• REQUIREMENT 1: In the Eurovision betting piece, what share of the overall mark does the jury vote account for?
• REQUIREMENT 2: Transcribe the stretch of the Eurovision betting piece that begins at the words "Fourth and second" and stops after "all the way.".

• PASSAGE SHOWN:

The main Eurovision preview listing all 26 finalists in running order will be uploaded on Friday, May 11th, the day before the Grand Final, after we have seen the performances, staging and the draw following the two semi-finals on May 8th and 10th but I wanted to get in early with my main fancy as I think that their odds will contract once we have seen their first rehearsals this week and then their semi-final performance.

Fourth and second in the last two contests, BULGARIA are all out to win it this year (as were Azerbaijan before they got the job done) and have been given the financial budget by their delegation to do so, therefore expect some seriously-good staging to go along with their atmospheric song ‘Bones’, so I’m hopeful that the current second-favourites can upset the long-time ante-post favourite, Israel. I really don’t see them finishing out of the first four (1/4 odds a place) so 7/1 each-way in four places (notably Betfred of the high-street bookmakers) is very fair and hopefully they can go all the way.

The most overlooked aspect of Eurovision punting these days is to try and work out the jury vote as that is responsible for 50% of the mark and I think they will top that section therefore leaving it to the public vote and there’s no reason it won’t do very well in that too. Another way to look at finding the potential winner is to home in on the entry that is most likely to poll in the Top 4 in both the jury and public vote and I’d have Bulgaria at the top of that list. Israel are the likely favourites to top the public vote but I’m not sure so sure what the professional musical juries will make of it.

So far I have yet to see Bulgaria put on a full-on live performance, which is normally worrying as the visuals and vocals are very important, but from what I saw of them promoting their song at one of the Eurovision parties when huddled together statically in front of an advertising board, I’ve every reason to believe that it will be much superior to the studio version which in itself is pretty good.

Israel, on the other hand, could easily be an entry that works much better in the studio than live given it jumps all over the place. The Bulgarian vocals of their five-piece, and especially the falsetto, were excellent and I’m sure we’re going to be treated to some equally good staging. I also think that it very close to being the best song, if not the best, and regardless of what you hear about the voting being all political, the best song usually wins as we witnessed last year with Portugal who are just happy to host it this time.

Israel is getting all the attention and is smashing up its rivals in terms of YouTube hits, mainly because it is such a unique song so naturally it will be talked about and viewed. That didn’t help the favs, Italy, last year though. Netta is basically a poor man’s Beth Ditto belting out a bouncing pop song including a very strange intro and various chicken noises so the public will either love it or hate it and that worries me for a 13/8 chance. The younger voters will lap it I’m sure but the older voters? Being so different and also being about female empowerment which can help provide more votes from female voters, there has to be a chance it could walk it but there’s also a chance it could bomb. I can see myself having an Israel-Bulgaria forecast saver on the night.

France has been the big mover in the last week from 25/1 into as low as 8/1 but I’m struggling to see it myself and who knows whether their part in the Syria bombings will have an effect on voters? Apparently their performance and visuals have undergone a makeover since they won the French National Final but as they are straight through to the Final alongside Germany (dreadful), Spain (too lovey-dovey), Italy (not quite up to their usual standard) and the UK (the most Eurovision-style entry from us for a very long time), it’s going to be hard to take a firm view on them bar some clips from rehearsals.

• GIVEN DATA:

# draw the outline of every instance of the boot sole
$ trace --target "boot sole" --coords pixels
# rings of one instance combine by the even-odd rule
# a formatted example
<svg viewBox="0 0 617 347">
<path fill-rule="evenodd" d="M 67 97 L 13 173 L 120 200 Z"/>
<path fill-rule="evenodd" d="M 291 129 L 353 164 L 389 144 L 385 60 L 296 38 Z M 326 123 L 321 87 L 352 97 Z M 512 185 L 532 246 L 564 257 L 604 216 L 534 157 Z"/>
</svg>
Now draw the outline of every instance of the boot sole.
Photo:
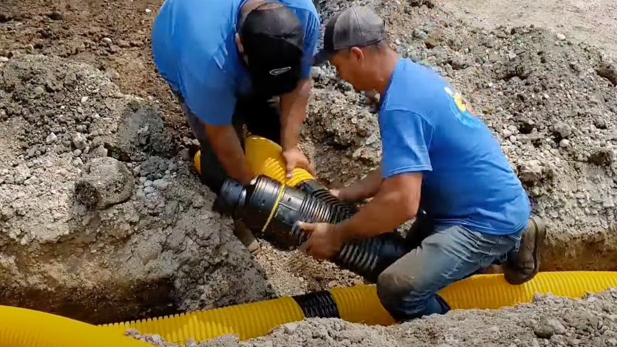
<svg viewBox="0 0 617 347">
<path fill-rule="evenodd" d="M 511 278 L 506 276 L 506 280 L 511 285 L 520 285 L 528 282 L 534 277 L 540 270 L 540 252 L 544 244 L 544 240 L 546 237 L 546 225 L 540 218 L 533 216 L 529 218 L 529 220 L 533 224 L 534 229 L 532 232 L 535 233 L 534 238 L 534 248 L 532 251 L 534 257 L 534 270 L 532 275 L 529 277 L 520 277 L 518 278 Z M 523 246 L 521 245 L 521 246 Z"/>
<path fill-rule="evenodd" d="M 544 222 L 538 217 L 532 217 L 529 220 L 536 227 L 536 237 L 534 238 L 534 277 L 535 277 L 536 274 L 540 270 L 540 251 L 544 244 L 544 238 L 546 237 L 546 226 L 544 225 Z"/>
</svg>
* * *
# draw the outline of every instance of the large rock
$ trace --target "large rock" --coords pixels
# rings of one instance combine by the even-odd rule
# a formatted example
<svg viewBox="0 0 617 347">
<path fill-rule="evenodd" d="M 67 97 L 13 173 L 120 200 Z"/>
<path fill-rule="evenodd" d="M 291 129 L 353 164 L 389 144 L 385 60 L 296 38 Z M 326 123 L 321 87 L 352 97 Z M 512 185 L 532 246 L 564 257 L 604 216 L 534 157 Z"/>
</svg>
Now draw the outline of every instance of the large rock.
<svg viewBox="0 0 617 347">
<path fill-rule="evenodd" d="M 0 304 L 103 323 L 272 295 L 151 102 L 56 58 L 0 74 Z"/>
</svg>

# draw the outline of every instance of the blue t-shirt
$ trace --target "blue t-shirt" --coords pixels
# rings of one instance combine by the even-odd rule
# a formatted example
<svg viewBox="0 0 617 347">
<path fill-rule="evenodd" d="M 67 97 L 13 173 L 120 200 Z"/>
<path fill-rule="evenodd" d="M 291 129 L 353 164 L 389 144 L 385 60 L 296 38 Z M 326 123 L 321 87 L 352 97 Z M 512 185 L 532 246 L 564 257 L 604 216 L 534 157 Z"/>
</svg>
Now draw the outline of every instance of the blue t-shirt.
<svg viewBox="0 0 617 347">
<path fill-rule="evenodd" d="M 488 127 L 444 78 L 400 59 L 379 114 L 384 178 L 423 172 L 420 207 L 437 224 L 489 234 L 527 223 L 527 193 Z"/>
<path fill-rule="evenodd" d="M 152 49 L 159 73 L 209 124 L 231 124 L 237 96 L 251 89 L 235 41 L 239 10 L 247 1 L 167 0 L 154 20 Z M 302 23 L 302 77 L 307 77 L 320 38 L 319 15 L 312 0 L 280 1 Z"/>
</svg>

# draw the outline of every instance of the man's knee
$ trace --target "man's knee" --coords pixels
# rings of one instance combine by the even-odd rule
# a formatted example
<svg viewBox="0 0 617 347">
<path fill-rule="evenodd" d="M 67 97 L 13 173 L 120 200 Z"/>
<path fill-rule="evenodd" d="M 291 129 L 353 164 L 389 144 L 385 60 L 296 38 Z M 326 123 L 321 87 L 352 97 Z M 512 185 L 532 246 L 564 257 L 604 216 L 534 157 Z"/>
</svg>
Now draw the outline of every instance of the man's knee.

• WORKED ANSWER 1: 50%

• WORKED ANSWER 2:
Fourth and second in the last two contests, BULGARIA are all out to win it this year (as were Azerbaijan before they got the job done) and have been given the financial budget by their delegation to do so, therefore expect some seriously-good staging to go along with their atmospheric song ‘Bones’, so I’m hopeful that the current second-favourites can upset the long-time ante-post favourite, Israel. I really don’t see them finishing out of the first four (1/4 odds a place) so 7/1 each-way in four places (notably Betfred of the high-street bookmakers) is very fair and hopefully they can go all the way.